Data listing →
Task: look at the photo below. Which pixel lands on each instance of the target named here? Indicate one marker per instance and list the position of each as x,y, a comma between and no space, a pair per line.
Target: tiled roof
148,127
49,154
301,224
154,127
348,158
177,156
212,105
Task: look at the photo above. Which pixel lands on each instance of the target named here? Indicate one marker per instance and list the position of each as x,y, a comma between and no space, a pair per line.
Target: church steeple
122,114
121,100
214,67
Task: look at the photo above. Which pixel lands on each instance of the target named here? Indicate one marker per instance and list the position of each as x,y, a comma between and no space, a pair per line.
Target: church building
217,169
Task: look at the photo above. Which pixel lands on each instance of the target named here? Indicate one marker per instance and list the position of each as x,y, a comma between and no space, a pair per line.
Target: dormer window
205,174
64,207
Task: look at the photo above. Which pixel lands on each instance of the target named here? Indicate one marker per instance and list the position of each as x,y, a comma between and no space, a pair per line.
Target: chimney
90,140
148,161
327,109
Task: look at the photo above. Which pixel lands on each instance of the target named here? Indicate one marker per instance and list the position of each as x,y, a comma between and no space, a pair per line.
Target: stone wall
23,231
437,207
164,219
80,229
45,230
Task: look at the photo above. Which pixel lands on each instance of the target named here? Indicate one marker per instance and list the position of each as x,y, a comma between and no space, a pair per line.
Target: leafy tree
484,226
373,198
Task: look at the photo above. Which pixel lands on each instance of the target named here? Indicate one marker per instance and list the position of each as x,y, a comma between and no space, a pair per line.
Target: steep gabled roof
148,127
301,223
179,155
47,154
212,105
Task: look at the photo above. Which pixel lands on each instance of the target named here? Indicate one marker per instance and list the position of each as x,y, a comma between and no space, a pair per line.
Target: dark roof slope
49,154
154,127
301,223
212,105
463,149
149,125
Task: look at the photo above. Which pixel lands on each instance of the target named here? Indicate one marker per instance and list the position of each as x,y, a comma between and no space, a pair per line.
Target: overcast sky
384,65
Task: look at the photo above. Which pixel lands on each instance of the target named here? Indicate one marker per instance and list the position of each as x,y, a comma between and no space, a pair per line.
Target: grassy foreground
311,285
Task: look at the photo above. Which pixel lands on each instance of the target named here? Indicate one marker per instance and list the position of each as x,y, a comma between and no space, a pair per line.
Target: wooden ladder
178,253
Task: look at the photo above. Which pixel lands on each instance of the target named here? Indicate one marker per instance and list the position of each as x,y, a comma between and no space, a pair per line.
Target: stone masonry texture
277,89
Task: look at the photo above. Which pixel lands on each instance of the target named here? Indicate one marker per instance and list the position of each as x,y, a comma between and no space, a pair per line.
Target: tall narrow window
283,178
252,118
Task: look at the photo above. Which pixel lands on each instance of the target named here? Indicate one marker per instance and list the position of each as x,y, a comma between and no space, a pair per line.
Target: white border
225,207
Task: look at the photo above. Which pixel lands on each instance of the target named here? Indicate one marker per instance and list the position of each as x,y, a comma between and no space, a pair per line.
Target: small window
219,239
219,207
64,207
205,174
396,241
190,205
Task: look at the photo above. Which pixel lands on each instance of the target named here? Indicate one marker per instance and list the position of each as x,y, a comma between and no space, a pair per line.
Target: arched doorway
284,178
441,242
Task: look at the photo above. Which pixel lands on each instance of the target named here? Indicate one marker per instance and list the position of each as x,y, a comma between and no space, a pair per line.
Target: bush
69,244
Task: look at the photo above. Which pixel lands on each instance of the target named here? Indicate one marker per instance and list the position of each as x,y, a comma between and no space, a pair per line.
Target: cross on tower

Given instruction → Repeat the material above exactly.

Expected answer →
Task: look at the photo below. Which pixel lands on each instance of the target named here? Indicate one marker per instance and list the position of each as x,y, a comma between and no space, a pair per line.
Target: tiled roof
148,127
49,154
301,224
154,127
348,158
177,156
212,105
Task: look at the photo above. Which pixel lands on each instance of the target named here? Indicate one marker per instance and list the position of each as x,y, a comma between and no space, a pair per line.
Target: church steeple
122,114
121,100
214,67
Task: look at the photo above. Which pixel lands on each instance of the target named here? Indicate one marker per instance and list the position of each as x,y, a comma between and no space, a pair per line.
Target: church building
217,169
Task: look at the photo above. Which pixel lands on each instance of the target named here? Indicate one marker per instance and list the position of each as x,y, a comma between and no space, a pair per line.
Target: dormer window
205,174
64,207
Task: look at the photo above. Which pixel lands on each instance of the target named here? Indicate one marker per instance and list the position of each as x,y, a comma between and no space, a pair per line.
Target: chimney
90,140
148,161
327,109
Task: look at the photo above. Which pixel lands on each instance of the target named here? Indicate one marker per instance and list the position of each as x,y, a comma between and no space, a pair per line.
Target: stone wall
23,231
437,207
164,219
80,229
45,230
Task: look at the photo above. Which pixel lands on each instance of the target named here? Indicate one marker per instance and list the position of each as x,y, a comma between and no space, a pair per line.
Target: leafy tree
484,226
373,198
Task: look at the photo above. Which pixel lands on each instance of the target named here? Indicate one marker per instance and list the position of each as x,y, a comma between and no space, a pair per line.
Target: steep gabled roof
148,127
301,223
179,155
47,154
212,105
Task: look at the photo above. Which pixel lands on each instance of the target named here? Indicate one marker per instance and list the position of each as x,y, a comma between and no space, a pair per line.
Target: dark roof slope
49,154
154,127
301,223
212,105
463,149
149,125
Task: look at the photo above. Which pixel lands on each instance of the target named here? Indicate one marker per instance and list the position of each as x,y, a comma between and no space, a pair per line.
Target: overcast sky
384,65
Task: look at the photo above. Which pixel lands on each instance of the target named here? Indicate one marker per instance and list the position of each as x,y, a comma between and no space, a pair per line.
Target: grassy foreground
311,285
Task: look at the photo above. Which pixel lands on each instance of the target named here? Indicate one marker per instance and list the position of each as x,y, a comma between and no space, a pair per line.
Target: wooden ladder
178,253
Task: look at the photo above. Which pixel lands on each instance of the target named here? Indicate one marker per instance and list the position of each as x,y, a comma between and no space, a pair per line.
Target: stone masonry texture
277,89
Task: look at the photo above. Which pixel lands on each instance of the target named here? Indicate one marker per instance and list the position of each as x,y, a comma between and no space, a pair per line.
Target: tall narrow window
283,178
252,118
Task: look at the photo above. Which pixel lands on each instance of the target named here? Indicate one marker per instance and list the position of each as x,y, a comma between and no space, a pair per line.
Target: white border
225,207
Task: look at the photo above. Which pixel lands on each instance of the target named here? Indicate one marker per instance and list the position of each as x,y, a comma between and no space, a pair per line.
Target: small window
219,239
219,207
64,207
205,174
396,241
190,205
Task: look at the photo above. Which pixel lands on each instance of the target named here? Indicate one marker per instance and list the position of each as x,y, a comma between and no space, a pair per line.
Target: arched doorway
284,178
441,242
Task: look at the photo above. Which pixel lands on each instance of the target named here? Indicate one marker per instance and list the position of each as x,y, a comma between and no space, a pair per line.
Target: bush
69,244
Task: look at the photo above. Which pixel lands on each instance of the target named here? Indicate one marker per instance and list the position of each as x,y, a comma between and no space, a pair per line.
Target: cross on tower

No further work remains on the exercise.